── Source records ──

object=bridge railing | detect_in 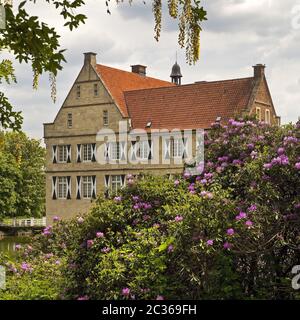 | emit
[0,217,46,228]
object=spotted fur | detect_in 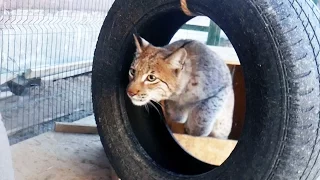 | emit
[127,36,234,139]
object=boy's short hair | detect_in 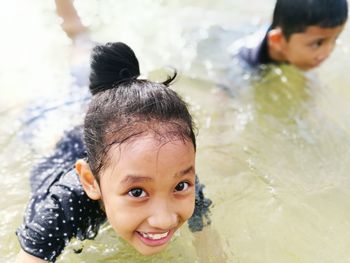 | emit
[272,0,348,40]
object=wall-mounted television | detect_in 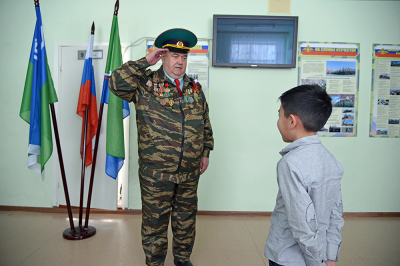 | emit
[212,15,298,68]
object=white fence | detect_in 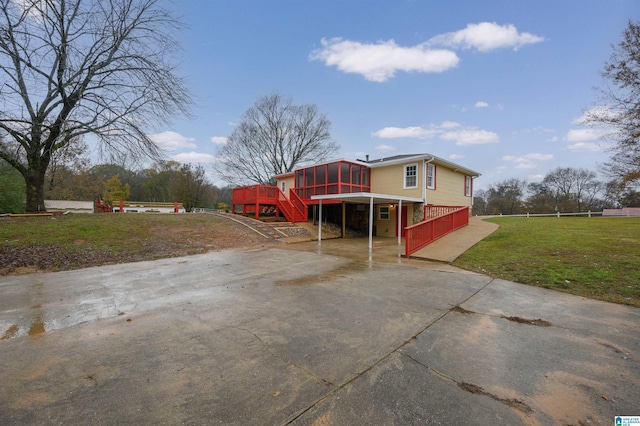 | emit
[476,207,640,217]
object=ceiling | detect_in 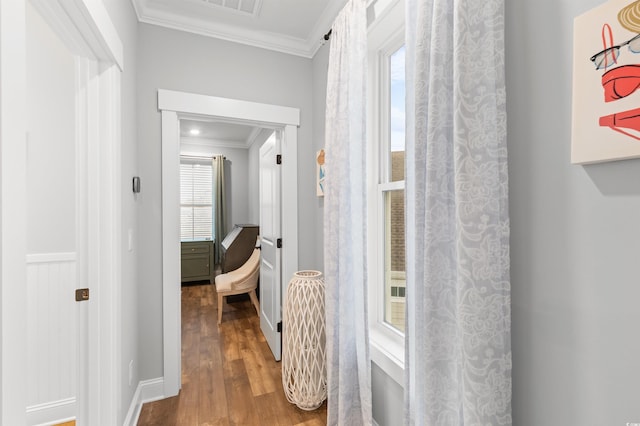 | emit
[180,119,262,148]
[131,0,346,58]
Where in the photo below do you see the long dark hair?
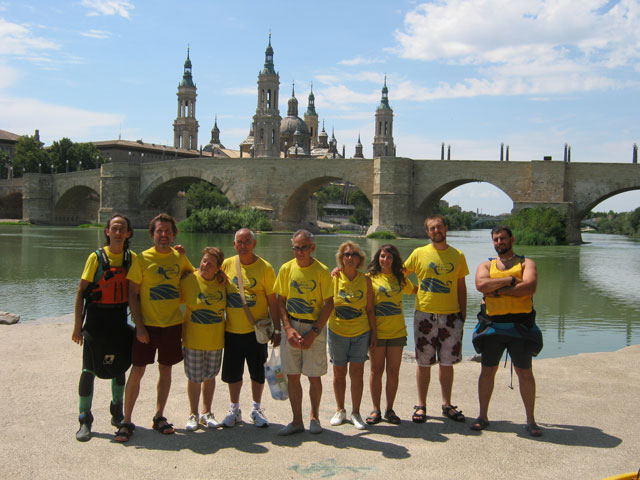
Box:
[367,243,407,288]
[104,213,133,250]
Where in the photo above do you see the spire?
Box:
[305,82,318,117]
[378,74,391,110]
[287,82,298,117]
[180,46,195,87]
[261,31,276,75]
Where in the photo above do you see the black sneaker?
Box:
[109,402,124,427]
[76,410,93,442]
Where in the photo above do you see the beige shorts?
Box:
[280,318,327,377]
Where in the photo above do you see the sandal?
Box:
[442,405,464,422]
[384,408,400,425]
[411,405,427,423]
[524,422,542,437]
[469,417,489,432]
[153,417,175,435]
[114,423,136,443]
[365,410,381,425]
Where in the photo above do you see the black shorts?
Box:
[222,332,267,383]
[82,304,134,378]
[482,334,533,369]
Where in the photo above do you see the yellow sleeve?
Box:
[81,252,98,282]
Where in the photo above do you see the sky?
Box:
[0,0,640,214]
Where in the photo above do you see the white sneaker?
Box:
[351,413,367,430]
[329,409,347,427]
[222,408,242,428]
[184,413,198,432]
[249,408,269,428]
[200,413,220,428]
[309,419,322,435]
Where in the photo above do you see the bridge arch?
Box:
[0,192,22,219]
[276,175,373,230]
[53,185,100,225]
[414,178,514,222]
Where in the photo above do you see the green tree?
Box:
[186,182,231,216]
[12,135,51,177]
[506,207,567,245]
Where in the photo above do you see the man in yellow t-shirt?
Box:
[115,213,193,442]
[274,230,333,435]
[404,215,469,423]
[222,228,280,427]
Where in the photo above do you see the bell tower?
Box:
[253,32,282,157]
[173,47,198,150]
[373,75,396,158]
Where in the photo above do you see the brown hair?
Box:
[149,213,178,237]
[336,240,367,268]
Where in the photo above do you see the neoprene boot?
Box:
[76,410,93,442]
[109,402,124,427]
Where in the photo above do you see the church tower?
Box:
[373,75,396,158]
[304,83,318,148]
[173,48,198,150]
[253,33,281,157]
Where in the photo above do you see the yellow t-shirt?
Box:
[484,258,533,315]
[273,258,333,320]
[180,272,228,350]
[222,255,276,333]
[371,273,413,340]
[404,244,469,314]
[127,247,193,327]
[81,245,136,282]
[329,272,371,337]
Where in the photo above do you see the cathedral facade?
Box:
[173,34,396,159]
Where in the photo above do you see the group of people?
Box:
[72,214,542,442]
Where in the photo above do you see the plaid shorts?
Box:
[413,310,464,367]
[183,347,222,383]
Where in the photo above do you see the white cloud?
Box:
[338,57,384,66]
[81,0,135,19]
[0,97,125,142]
[393,0,640,99]
[80,29,111,40]
[0,18,60,55]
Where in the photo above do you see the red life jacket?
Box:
[84,248,131,306]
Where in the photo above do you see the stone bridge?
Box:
[0,157,640,242]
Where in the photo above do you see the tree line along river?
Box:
[0,225,640,358]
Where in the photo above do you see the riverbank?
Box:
[0,315,640,480]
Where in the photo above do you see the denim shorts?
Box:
[328,329,371,367]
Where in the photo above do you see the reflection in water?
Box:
[0,225,640,357]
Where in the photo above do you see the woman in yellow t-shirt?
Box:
[180,247,228,431]
[327,241,376,430]
[366,244,415,425]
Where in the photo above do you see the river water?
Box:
[0,225,640,357]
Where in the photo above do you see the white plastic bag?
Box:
[264,347,289,400]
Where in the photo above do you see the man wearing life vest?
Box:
[470,225,542,437]
[115,213,193,442]
[71,214,136,442]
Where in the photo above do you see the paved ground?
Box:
[0,316,640,480]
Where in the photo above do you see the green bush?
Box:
[506,207,567,245]
[367,231,398,240]
[180,207,273,233]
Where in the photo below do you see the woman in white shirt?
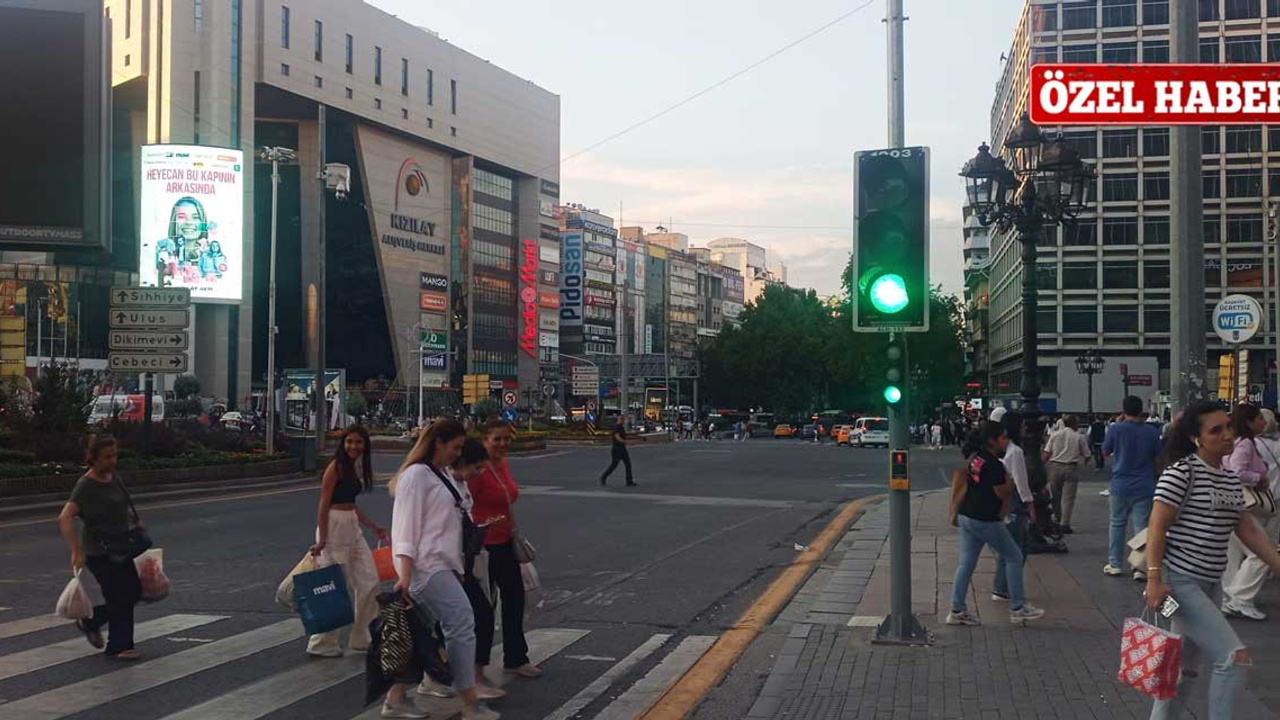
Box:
[383,420,498,720]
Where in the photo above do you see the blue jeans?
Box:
[951,515,1027,612]
[1107,492,1152,570]
[1151,565,1252,720]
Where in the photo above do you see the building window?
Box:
[1224,36,1262,63]
[1062,305,1098,334]
[1102,42,1138,63]
[1102,129,1138,158]
[1223,215,1262,243]
[1062,0,1098,29]
[1102,305,1138,333]
[1102,0,1138,27]
[1142,170,1169,200]
[1102,173,1138,202]
[1062,261,1098,290]
[1142,0,1169,26]
[1062,42,1098,63]
[1032,5,1057,32]
[1226,168,1262,197]
[1142,40,1169,63]
[1142,128,1169,158]
[1102,218,1138,245]
[1142,218,1169,245]
[1142,260,1169,290]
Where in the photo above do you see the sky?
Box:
[369,0,1021,295]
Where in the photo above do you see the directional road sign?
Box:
[108,331,189,350]
[106,352,187,374]
[111,287,191,307]
[111,307,191,331]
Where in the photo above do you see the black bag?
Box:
[95,475,152,562]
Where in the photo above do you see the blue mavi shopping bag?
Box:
[293,565,356,635]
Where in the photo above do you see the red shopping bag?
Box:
[1116,618,1183,700]
[374,543,397,582]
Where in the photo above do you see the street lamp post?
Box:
[960,113,1094,474]
[1075,347,1105,421]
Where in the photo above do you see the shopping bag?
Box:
[133,547,169,602]
[58,568,93,620]
[374,541,398,583]
[1116,609,1183,700]
[275,552,319,611]
[293,565,356,635]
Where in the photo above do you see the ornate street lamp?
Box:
[1075,347,1107,415]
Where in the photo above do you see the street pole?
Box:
[1172,0,1217,407]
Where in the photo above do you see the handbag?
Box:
[95,475,152,562]
[489,462,538,565]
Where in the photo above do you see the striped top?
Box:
[1156,455,1244,583]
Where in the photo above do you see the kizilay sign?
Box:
[520,240,538,357]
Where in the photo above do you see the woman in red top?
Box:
[467,420,543,679]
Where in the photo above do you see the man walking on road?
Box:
[1102,395,1160,580]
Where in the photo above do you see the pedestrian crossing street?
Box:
[0,612,717,720]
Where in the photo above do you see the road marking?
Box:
[164,655,365,720]
[544,634,671,720]
[595,635,716,720]
[0,607,64,641]
[643,496,884,720]
[0,615,227,680]
[0,618,302,720]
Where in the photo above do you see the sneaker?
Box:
[1009,602,1044,625]
[417,678,458,700]
[383,698,428,717]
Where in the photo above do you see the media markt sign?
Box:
[1213,295,1262,345]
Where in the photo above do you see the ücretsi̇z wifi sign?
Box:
[1028,63,1280,126]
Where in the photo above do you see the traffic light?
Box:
[852,147,929,332]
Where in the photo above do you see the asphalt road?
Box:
[0,439,957,720]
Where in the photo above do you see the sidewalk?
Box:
[748,471,1280,720]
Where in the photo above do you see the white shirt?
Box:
[392,465,471,587]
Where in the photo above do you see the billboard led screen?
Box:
[138,145,244,302]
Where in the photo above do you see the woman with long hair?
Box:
[307,425,390,657]
[383,419,498,720]
[946,421,1044,625]
[1144,402,1280,720]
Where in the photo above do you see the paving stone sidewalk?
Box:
[748,474,1280,720]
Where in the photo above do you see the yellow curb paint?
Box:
[640,495,884,720]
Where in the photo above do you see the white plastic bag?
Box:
[56,568,93,620]
[133,547,169,602]
[520,562,545,612]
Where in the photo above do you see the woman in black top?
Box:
[58,434,142,660]
[946,421,1044,625]
[307,425,389,657]
[600,419,636,487]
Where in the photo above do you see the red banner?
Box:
[1028,63,1280,126]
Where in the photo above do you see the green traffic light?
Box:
[870,273,909,315]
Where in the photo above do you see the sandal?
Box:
[76,620,104,650]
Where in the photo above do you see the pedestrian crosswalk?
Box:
[0,612,717,720]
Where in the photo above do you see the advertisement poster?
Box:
[138,145,244,302]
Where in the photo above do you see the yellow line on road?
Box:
[641,496,884,720]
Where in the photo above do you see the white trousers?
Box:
[307,510,378,655]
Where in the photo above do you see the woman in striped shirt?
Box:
[1144,402,1280,720]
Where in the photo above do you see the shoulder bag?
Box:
[95,475,152,562]
[489,462,538,564]
[1242,439,1276,520]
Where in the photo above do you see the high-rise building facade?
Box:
[974,0,1280,410]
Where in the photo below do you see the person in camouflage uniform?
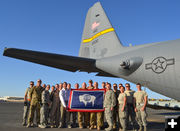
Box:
[78,82,89,129]
[124,83,136,129]
[113,83,120,129]
[118,86,127,131]
[23,81,34,126]
[134,83,148,131]
[50,84,60,128]
[39,85,50,128]
[27,79,43,127]
[104,83,116,131]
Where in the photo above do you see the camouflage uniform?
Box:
[124,90,136,128]
[78,88,89,128]
[88,86,96,128]
[134,91,148,128]
[113,90,120,128]
[50,90,60,127]
[23,87,31,125]
[28,86,43,125]
[104,90,116,130]
[96,112,104,128]
[40,90,50,128]
[118,93,127,131]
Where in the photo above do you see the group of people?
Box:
[23,79,148,131]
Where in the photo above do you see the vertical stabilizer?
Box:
[79,2,123,59]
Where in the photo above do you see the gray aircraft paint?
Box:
[4,2,180,100]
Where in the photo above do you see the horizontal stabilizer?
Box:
[3,48,117,77]
[3,48,98,72]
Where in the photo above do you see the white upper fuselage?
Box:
[96,40,180,100]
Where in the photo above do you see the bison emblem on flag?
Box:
[68,89,105,112]
[79,94,96,106]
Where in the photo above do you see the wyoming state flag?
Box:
[68,89,105,112]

───

== Given problem ==
Give back the data lines between the one containing "Where in the photo above do you see the red shopping" and the one containing "[1075,347,1105,421]", inclusive, with "street lamp post" renamed to "lamppost" and nothing else altered. Return only those lines.

== Solution below ==
Where in the photo above do you see the red shopping bag?
Box:
[1116,618,1183,700]
[374,543,397,582]
Where in the photo above do you see the lamppost?
Box:
[960,113,1094,474]
[1075,347,1105,421]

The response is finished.